» Document passage
ECE2019 Poster Presentations Diabetes, Obesity and Metabolism 1 (104 abstracts)
1Hospital de Clínicas de Porto Alegre, Porto Alegre, Brazil; 2Universidade Federal do Rio Grande do Sul, Porto Alegre, Brazil; 3Universidade Luterana do Brasil, Canoas, Brazil; 4Santa Casa de Misericórdia de Porto Alegre, Porto Alegre, Brazil.
Introduction: Pancreatic islet transplantation is an effective treatment for patients with type 1 diabetes mellitus (T1DM) with unstable metabolic control. However, the quality of islets isolated from a donor is negatively affected by the inflammatory environment related to the donors brain death and by the stress related to islet isolation and culture. To overcome islet quality loss, some studies have co-cultured islets with mesenchymal stromal cells (MSCs). Considering that MSCs release growth factors, cytokines and chemokines that support cell survival and function, we therefore hypothesized that MSC-secreted molecules would induce a trophic effect in islets during culture conditions, attenuating inflammation and decreasing apoptosis of islets. To date, no study has co-cultured human islets with human adipose-derived stem cells (ASCs) in an indirect contact environment. Thus, the aims of this study were to investigate whether co-culture of human islets with human ASCs can improve islet viability and function in vitro, and to evaluate which factors are related to the protective effect of ASCs against islet dysfunction.

Stored data

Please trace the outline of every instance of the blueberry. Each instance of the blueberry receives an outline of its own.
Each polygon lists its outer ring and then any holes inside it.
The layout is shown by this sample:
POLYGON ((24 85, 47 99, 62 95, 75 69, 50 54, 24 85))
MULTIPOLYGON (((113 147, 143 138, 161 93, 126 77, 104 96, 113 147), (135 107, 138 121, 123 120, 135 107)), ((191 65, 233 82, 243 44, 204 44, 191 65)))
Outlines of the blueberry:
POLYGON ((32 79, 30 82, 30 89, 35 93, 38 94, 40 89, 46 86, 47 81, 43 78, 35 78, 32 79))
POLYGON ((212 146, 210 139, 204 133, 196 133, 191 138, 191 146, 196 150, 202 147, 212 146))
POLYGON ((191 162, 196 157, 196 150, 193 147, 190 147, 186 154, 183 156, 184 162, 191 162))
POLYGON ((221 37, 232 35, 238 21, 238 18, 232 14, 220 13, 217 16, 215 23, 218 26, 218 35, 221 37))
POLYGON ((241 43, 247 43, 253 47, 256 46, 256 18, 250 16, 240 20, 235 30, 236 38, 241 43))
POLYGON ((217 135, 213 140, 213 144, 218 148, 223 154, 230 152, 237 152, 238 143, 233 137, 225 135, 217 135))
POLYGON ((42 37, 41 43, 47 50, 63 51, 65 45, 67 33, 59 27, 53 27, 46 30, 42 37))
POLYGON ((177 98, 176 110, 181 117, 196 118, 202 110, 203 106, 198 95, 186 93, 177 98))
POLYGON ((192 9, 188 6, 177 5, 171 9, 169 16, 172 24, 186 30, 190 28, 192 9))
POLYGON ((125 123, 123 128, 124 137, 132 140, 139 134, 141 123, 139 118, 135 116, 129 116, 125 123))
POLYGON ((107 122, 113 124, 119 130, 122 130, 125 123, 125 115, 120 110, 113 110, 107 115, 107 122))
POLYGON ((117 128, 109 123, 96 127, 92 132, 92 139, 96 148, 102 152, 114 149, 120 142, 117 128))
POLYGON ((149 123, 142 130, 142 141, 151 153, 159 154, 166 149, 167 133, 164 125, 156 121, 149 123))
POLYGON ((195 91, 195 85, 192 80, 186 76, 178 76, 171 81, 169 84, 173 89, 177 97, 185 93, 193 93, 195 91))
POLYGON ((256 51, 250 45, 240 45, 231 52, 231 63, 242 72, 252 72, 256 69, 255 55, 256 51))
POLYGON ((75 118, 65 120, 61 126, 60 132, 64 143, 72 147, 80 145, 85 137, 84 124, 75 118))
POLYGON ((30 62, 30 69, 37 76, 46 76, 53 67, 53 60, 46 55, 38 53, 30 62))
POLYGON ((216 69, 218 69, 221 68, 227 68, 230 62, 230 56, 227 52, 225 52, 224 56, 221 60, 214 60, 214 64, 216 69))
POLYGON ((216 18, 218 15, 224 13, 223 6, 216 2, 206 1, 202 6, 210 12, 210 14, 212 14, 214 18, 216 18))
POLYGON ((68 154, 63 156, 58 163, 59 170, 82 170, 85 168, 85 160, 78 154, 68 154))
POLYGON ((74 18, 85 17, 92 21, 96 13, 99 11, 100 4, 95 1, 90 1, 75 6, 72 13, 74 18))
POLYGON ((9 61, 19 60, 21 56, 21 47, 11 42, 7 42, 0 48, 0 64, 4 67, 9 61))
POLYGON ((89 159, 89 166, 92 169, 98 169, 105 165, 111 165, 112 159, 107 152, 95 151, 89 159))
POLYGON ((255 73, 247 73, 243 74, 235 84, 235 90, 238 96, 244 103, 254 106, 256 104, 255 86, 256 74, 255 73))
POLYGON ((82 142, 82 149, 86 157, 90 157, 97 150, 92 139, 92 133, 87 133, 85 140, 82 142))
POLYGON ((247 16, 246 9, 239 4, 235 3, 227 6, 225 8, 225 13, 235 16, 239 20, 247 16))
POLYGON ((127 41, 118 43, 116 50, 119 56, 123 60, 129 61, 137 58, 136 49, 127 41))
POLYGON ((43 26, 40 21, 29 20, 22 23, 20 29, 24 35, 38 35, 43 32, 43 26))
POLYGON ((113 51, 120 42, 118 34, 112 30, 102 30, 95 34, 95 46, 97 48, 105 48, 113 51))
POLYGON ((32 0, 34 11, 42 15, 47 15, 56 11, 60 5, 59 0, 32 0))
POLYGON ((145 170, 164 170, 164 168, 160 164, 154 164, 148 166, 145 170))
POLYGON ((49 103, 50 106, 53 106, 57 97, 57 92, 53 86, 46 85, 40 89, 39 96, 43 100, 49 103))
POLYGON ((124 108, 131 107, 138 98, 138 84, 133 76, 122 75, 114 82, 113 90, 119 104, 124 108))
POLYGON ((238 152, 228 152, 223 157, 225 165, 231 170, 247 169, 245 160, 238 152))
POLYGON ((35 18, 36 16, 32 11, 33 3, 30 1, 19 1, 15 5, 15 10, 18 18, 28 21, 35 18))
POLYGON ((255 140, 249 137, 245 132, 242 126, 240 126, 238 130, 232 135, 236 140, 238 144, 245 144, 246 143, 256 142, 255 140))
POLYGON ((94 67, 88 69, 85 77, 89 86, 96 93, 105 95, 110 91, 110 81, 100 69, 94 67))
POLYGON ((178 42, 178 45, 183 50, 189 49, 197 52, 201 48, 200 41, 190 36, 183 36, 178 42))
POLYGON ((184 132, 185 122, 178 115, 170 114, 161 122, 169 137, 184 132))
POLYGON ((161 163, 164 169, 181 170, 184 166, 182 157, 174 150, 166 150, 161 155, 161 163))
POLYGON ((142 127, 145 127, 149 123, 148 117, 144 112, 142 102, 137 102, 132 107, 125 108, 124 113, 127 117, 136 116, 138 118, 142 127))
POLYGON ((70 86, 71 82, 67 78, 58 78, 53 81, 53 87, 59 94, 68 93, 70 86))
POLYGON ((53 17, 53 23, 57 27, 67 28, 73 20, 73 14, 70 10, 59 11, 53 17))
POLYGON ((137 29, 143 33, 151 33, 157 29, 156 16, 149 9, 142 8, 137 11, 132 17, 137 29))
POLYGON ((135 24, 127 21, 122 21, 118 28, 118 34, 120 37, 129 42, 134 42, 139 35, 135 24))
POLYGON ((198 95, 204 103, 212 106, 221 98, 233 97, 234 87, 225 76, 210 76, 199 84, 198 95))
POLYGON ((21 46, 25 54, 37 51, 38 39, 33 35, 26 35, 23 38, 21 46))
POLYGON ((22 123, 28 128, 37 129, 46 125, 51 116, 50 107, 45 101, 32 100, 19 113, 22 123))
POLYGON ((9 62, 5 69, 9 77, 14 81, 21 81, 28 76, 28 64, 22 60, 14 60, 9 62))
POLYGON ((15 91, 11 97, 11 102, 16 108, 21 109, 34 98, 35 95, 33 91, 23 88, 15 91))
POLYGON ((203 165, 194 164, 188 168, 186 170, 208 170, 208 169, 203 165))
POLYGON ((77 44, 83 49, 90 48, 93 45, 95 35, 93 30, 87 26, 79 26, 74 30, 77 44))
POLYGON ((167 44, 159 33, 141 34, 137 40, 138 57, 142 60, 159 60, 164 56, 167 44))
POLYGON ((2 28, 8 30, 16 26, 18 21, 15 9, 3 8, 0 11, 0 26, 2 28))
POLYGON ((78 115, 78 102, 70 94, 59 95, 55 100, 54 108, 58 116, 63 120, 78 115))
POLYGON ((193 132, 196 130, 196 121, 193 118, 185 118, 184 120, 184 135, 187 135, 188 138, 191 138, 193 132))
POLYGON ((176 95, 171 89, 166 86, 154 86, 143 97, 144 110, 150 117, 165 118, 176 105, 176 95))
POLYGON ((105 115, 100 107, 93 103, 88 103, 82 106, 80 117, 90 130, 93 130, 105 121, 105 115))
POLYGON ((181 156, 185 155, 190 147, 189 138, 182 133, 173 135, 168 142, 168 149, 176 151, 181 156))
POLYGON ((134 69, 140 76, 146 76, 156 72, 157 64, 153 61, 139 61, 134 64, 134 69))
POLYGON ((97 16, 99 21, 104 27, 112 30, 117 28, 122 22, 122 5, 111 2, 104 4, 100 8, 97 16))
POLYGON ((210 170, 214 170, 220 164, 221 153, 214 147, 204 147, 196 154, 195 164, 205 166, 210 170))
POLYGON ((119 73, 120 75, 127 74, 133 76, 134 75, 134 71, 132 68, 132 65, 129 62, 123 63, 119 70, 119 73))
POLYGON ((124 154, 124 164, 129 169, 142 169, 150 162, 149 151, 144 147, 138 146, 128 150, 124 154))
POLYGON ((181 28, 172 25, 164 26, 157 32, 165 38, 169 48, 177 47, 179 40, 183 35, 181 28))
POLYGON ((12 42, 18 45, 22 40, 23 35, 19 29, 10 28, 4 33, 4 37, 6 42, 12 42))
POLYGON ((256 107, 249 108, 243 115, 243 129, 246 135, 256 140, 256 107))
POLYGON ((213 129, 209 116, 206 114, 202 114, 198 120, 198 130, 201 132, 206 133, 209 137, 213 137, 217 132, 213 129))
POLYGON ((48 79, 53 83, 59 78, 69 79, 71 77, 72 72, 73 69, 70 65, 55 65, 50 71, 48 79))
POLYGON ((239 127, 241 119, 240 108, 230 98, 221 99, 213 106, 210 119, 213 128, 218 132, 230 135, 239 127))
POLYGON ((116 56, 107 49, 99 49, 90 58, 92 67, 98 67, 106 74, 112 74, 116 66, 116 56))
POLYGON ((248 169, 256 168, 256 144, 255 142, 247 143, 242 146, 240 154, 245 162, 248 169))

» Questions
A – According to the islet transplantation abstract, what negatively affects the quality of islets isolated from a donor?
B – Continue the islet transplantation abstract from its final sentence onward.

» Written answers
A – The inflammatory environment related to the donor's brain death and the stress related to islet isolation and culture.

B –
Methods: Human islets were isolated according to the well-stablished method described by Ricordi et al. (1989), while human ASCs were isolated from lipoaspirates using the protocol established by Zuk et al. (2001). Islets and ASCs were cultured in three experimental groups for 24, 48 and 72 h: i) indirect co-culture of islets with an ASC monolayer (Islets/ASCs); ii) islets cultured alone; and iii) ASCs cultured alone. Islet viability was evaluated using fluorescein diacetate/propidium iodide staining, and function was assessed by glucose stimulated-insulin secretion. Growth factors, cytokines and chemokines in supernatant of all conditions were quantified using an ELISA multiplex kit. Expressions of inflammation-, oxidative-stress-, apoptosis- and endoplasmic reticulum stress-related genes in islets were quantified using qPCR.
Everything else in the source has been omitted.